--- DOCUMENT SEGMENT ---

========

But now David had grown up to a high school senior. And Dad had souped-up a Lambert Special garden tractor for Dave, who's already amassed some seven shining trophies at midwest tractor-pulling contests, while up-coming Terry Joe, age 13, has latched onto the midget homemade tractor to putter up the village sidewalks.
"David's real pride is the McCormick-Deering, though,"' explained Wayne. "He's gotten a job in a supermarket, after school hours, and has saved his money to buy this 1926 chugger."
"I'm going to take it to the Darke County Threshers and the Tri-State Gas Engine and Tractor reunion at Portland, Indiana, this summer," said Dave as he proudly lugged a bucket of water out and began slopping it into the ancient McCormick-Deering radiator.
"Give it a turn, David, just to show him how nicely it runs," fawned Wayne.

========

[Stored entries]
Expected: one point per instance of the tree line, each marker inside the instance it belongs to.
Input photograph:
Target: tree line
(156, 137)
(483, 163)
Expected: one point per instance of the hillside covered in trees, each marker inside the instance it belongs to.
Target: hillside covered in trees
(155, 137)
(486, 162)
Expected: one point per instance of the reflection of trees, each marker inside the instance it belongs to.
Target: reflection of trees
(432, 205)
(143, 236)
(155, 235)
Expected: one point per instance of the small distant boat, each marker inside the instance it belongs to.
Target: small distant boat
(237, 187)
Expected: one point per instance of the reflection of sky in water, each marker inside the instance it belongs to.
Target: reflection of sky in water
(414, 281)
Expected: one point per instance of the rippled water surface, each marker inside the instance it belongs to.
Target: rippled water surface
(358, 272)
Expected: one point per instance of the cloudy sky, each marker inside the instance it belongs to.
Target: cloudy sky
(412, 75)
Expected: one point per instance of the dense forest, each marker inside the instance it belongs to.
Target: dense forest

========

--- WHAT THIS TASK INVOLVES ---
In the text about David's tractors, what job did David take to save money for the McCormick-Deering?

--- SOLUTION ---
He took an after-school job in a supermarket.